[Stored data entries]
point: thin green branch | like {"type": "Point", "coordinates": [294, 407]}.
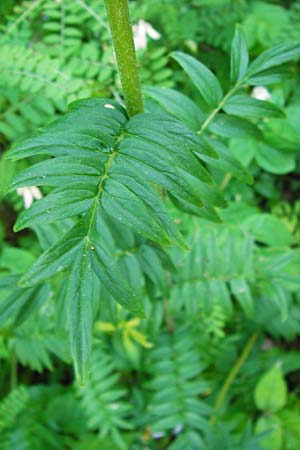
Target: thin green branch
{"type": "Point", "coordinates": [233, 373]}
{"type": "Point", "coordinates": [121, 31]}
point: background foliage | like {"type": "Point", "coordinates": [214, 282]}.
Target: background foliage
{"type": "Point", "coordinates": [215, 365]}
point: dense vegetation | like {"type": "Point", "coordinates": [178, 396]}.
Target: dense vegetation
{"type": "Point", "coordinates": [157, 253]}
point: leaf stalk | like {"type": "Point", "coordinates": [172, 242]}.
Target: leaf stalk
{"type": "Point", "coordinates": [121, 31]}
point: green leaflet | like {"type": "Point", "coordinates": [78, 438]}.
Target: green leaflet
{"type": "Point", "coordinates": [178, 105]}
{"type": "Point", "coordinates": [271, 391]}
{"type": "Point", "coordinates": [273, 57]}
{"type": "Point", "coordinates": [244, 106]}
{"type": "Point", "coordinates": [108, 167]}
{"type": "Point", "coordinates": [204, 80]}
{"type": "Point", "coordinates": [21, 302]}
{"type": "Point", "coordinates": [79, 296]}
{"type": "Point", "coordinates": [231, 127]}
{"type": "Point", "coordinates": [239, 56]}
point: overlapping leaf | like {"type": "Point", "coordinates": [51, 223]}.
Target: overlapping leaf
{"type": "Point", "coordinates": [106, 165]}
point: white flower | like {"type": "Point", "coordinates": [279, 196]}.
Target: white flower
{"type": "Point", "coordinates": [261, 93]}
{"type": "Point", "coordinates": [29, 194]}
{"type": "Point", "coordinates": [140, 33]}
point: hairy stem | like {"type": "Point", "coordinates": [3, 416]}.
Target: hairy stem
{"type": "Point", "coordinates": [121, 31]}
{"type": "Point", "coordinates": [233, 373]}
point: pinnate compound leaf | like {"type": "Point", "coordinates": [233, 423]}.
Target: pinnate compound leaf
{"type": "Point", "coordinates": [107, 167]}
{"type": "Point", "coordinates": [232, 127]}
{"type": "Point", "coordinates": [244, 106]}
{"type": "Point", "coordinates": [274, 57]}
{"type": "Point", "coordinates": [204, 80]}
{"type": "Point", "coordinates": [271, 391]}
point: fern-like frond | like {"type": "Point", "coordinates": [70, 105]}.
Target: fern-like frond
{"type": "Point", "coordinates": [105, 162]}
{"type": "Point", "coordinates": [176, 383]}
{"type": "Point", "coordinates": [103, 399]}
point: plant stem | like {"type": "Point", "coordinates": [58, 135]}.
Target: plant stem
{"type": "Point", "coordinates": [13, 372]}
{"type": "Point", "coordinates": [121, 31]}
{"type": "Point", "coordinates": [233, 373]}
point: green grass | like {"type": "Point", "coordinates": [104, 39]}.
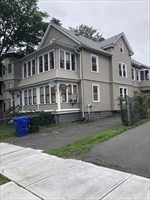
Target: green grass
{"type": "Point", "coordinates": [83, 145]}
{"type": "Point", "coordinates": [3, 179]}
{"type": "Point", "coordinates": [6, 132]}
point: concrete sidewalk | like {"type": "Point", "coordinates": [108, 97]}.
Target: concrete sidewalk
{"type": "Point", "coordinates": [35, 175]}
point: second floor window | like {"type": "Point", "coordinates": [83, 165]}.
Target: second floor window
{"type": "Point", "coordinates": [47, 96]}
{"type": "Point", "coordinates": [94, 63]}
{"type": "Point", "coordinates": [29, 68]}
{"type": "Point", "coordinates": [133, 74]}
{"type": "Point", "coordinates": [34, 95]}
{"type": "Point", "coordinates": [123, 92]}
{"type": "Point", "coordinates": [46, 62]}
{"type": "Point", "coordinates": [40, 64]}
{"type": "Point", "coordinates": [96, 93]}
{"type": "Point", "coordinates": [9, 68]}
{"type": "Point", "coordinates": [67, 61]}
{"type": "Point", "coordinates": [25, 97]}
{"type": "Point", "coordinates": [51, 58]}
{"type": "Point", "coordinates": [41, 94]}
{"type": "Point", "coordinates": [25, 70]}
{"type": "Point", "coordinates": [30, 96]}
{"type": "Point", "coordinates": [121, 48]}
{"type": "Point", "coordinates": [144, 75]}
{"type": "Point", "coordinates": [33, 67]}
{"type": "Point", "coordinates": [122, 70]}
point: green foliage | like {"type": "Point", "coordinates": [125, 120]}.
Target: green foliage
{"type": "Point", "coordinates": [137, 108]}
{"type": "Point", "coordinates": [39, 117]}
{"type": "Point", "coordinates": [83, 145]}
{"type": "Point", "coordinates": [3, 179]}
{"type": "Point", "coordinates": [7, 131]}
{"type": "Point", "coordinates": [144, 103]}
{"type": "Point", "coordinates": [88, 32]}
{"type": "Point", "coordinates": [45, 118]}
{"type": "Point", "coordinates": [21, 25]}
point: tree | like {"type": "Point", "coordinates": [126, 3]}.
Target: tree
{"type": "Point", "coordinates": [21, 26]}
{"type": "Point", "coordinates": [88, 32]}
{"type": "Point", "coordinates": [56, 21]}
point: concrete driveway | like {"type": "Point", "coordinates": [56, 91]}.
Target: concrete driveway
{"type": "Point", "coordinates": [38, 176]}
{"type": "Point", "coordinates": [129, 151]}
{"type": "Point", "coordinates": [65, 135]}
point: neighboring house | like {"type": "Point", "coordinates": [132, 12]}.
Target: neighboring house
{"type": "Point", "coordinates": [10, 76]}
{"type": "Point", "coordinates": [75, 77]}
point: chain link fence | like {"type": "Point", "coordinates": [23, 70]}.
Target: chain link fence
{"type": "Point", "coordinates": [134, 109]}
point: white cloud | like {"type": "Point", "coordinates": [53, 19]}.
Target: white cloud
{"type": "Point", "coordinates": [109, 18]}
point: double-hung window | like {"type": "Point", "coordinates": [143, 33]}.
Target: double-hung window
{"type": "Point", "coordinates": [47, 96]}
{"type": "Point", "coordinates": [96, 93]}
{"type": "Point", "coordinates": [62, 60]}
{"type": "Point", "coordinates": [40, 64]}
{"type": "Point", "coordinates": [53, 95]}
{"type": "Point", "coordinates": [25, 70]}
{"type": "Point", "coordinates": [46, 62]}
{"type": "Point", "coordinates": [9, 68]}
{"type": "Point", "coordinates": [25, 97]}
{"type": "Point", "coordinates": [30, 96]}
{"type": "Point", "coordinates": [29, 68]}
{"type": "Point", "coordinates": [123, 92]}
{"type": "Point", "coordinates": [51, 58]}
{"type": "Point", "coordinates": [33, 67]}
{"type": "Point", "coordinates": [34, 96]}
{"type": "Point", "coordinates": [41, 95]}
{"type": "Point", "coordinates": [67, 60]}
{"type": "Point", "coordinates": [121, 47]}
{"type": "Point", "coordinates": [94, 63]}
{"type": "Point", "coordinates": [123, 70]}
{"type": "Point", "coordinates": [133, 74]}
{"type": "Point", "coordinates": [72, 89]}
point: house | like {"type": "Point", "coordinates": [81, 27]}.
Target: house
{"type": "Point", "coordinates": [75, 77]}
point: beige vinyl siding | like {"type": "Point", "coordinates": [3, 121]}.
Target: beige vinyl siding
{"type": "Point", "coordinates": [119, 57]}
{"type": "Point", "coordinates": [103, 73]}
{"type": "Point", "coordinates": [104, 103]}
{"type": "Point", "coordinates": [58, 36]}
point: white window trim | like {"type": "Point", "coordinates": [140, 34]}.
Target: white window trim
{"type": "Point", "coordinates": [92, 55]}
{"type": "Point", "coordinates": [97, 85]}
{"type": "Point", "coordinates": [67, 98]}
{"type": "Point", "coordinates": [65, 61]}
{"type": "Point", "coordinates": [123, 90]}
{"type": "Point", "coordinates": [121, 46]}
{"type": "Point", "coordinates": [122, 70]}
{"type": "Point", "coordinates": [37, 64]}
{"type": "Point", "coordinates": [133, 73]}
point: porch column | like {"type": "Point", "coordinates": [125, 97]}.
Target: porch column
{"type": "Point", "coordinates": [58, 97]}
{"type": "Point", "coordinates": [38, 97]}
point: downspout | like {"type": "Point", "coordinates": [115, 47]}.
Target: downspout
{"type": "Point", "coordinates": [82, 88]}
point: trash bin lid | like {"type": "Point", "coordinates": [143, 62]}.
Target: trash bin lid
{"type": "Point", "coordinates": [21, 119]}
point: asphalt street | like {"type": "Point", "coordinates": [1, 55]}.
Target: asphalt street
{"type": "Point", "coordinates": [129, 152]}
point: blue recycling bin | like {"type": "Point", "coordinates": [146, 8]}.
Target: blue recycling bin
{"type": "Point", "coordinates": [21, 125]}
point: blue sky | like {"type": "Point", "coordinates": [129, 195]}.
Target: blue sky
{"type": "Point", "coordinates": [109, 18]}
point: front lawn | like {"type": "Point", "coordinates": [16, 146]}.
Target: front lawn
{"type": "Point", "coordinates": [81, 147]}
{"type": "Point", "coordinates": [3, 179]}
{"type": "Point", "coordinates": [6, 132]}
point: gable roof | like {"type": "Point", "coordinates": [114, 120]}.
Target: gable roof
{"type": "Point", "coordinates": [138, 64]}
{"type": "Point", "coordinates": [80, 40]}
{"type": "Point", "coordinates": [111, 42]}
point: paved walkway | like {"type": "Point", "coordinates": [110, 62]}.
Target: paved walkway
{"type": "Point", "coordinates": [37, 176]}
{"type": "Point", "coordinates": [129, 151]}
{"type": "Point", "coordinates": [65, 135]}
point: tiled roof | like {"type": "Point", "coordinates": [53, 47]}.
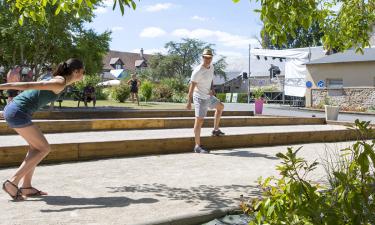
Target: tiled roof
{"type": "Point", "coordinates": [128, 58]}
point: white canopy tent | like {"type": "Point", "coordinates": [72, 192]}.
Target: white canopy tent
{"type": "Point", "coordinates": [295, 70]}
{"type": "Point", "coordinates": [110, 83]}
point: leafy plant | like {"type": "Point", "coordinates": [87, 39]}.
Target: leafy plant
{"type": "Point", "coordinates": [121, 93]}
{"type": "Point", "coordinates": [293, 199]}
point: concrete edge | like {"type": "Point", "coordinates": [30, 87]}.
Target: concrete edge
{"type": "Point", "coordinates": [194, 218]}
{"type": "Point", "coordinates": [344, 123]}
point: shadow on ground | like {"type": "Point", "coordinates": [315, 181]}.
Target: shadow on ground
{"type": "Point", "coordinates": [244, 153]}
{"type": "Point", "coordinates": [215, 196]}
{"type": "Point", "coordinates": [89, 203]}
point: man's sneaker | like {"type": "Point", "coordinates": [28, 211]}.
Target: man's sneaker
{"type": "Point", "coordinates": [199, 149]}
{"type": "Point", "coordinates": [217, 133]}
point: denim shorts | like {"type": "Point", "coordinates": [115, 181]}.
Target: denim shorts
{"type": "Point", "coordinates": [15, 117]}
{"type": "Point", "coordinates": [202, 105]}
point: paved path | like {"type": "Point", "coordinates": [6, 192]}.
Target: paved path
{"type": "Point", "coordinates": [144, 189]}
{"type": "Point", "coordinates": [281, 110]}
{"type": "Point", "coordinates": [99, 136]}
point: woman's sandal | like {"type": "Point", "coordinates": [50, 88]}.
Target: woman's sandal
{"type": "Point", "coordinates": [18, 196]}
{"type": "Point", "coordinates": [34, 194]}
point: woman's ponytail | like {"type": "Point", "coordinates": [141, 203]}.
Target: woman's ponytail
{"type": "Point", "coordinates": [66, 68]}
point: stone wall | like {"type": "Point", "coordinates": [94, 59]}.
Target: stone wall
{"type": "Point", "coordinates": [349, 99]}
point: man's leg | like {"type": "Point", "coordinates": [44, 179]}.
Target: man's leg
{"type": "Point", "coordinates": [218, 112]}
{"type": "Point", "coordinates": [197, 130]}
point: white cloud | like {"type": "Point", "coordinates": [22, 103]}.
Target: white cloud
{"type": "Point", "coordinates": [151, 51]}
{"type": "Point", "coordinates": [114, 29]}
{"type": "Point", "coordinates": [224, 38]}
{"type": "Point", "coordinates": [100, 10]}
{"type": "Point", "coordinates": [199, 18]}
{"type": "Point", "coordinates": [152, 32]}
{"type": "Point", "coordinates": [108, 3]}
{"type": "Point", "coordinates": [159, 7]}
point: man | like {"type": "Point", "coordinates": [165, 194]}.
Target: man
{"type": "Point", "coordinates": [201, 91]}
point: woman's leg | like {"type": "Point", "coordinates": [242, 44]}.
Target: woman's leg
--
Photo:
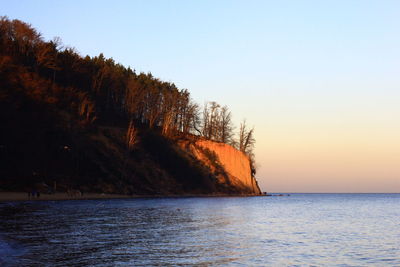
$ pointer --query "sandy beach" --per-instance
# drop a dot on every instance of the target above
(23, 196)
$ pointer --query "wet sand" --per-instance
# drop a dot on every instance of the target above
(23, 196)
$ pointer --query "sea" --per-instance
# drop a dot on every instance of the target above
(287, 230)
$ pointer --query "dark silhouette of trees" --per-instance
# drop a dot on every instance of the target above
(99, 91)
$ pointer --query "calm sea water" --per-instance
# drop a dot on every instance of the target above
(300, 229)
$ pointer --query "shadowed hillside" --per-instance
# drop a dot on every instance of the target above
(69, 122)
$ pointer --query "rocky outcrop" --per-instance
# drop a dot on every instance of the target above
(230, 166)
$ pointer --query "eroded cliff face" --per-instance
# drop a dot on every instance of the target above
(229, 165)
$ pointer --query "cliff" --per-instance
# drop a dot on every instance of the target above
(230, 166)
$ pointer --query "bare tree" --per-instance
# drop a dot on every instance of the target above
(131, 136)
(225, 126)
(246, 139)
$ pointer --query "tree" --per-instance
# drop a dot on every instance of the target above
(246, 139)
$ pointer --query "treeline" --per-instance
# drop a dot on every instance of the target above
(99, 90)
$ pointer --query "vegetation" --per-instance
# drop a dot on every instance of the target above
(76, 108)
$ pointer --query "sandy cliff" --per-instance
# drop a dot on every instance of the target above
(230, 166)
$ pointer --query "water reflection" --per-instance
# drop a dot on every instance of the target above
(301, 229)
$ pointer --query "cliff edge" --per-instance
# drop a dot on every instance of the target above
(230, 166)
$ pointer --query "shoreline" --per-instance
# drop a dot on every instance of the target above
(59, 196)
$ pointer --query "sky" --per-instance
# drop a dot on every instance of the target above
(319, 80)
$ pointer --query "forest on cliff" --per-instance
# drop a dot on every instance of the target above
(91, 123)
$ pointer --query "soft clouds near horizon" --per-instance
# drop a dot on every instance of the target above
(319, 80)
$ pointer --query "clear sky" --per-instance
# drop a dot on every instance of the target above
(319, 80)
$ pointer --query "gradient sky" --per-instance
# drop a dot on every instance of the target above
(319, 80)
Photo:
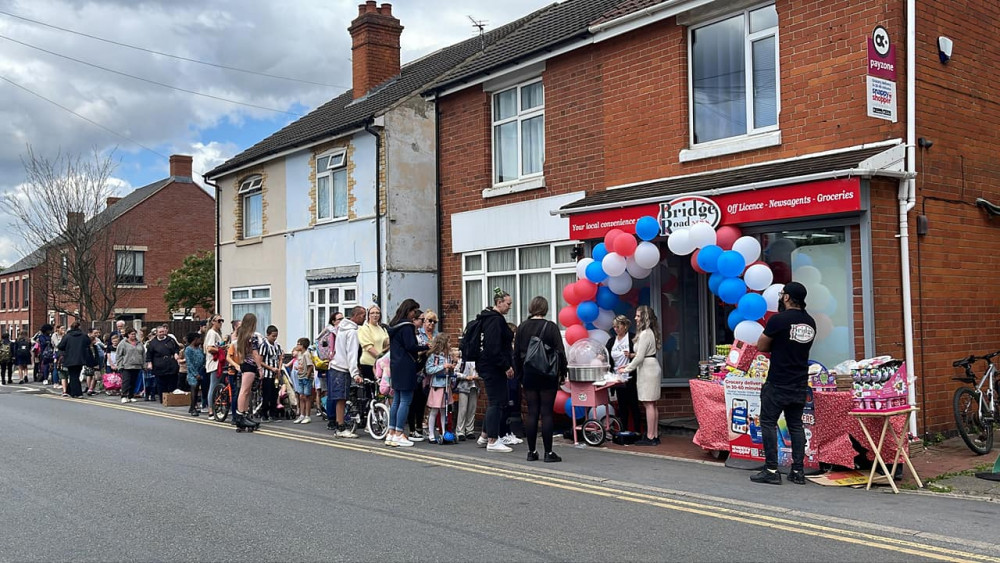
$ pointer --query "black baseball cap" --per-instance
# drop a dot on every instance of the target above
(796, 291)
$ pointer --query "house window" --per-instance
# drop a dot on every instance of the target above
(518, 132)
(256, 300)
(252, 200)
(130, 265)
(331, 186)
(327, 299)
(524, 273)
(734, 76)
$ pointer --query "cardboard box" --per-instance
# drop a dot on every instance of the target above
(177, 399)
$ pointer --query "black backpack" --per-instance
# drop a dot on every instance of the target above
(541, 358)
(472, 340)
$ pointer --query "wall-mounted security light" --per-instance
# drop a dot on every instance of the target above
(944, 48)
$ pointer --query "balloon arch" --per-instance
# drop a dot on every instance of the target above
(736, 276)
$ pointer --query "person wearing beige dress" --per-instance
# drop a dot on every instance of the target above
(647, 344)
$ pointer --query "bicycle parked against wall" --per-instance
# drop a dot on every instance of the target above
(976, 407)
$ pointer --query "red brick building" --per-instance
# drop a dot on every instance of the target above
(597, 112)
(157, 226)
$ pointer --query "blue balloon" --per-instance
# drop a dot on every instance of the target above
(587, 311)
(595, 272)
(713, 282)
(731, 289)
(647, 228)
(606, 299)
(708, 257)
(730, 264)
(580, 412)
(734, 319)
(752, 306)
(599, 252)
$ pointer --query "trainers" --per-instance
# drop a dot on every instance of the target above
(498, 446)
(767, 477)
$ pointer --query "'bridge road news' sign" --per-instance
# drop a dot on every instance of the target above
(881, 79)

Objective =
State how many lines in the records contain the string "leaflet", giving only the number. Treat case as significant.

Complete output =
2